• **Compito da svolgere**: Trascrivi senza alcuna modifica il tratto del brano su Galeazzo di Tarsia che va da «Ma si trattò» fino a «vita di scapolo.» compreso.

• **Brano da leggere**:
----
Ma si trattò di innamoramenti effimeri poichè nel 1543 sposava Camilla Carafa, figlia di Giovanni Francesco Carafa e sorella del conte di Mondragone, che mori giovanissima sei anni più tardi nel 1549. Dalle nozze gli nacque una figlia, Iuliella.

È questo il breve periodo che egli potette godersi la famiglia nella quiete del suo castello, posto in luogo ameno sulla riviera di ponente. Come egli stesso canta nei suoi versi, il matrimonio gli fece ripudiare la sua disordinata e peccaminosa vita di scapolo.

Infatti prima del 1543, la sua natura violenta ebbe, nella società di quel tempo, opportunità e facilità di manifestarsi ai danni dei suoi vassalli, dei quali divenne il terrore.

Si rese responsabile di sevizie, soprusi, adulteri, violenze, stupri; sì parla infatti di «violenze a vergini et coniugate, di percosse, ferite et anche morti in persone di vaxalli». «Estorceva grosse somme di danaro, insultava con ingiurie atroci, aggrediva a mano armata chi non si piegava alle sue insane e pazze voglie, riempiva le carceri d’infelici, sottoponeva alla tortura chi recalcitrava e si ribellava».

Gli abitanti di Belmonte riuscirono segretamente a far pervenire ai magistrati del Regno una querela da loro sottoscritta, che denunziava le gravi colpe di cui si macchiava giorno per giorno il giovane Galeazzo. Ciò dovette avvenire prima del 1543. Le accuse furono provate e soltanto nel 1547, a distanza di cinque o sei anni dai reati commessi, la Gran Corte della Vicaria riconosceva Galeazzo di Tarsia colpevole dei delitti ascrittigli e lo condannava a vita alla relegazione nell’isola di Lipari, con la perdita della giurisdizione baronale.
----
• **Dati riportati**:
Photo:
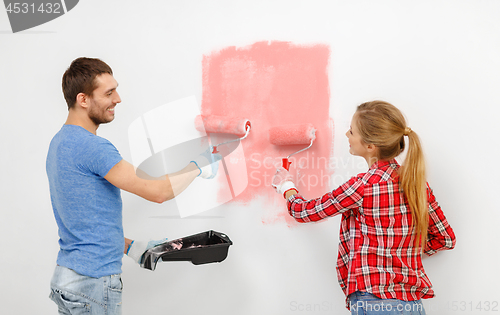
----
• **Risposta scritta**:
Ma si trattò di innamoramenti effimeri poichè nel 1543 sposava Camilla Carafa, figlia di Giovanni Francesco Carafa e sorella del conte di Mondragone, che mori giovanissima sei anni più tardi nel 1549. Dalle nozze gli nacque una figlia, Iuliella.

È questo il breve periodo che egli potette godersi la famiglia nella quiete del suo castello, posto in luogo ameno sulla riviera di ponente. Come egli stesso canta nei suoi versi, il matrimonio gli fece ripudiare la sua disordinata e peccaminosa vita di scapolo.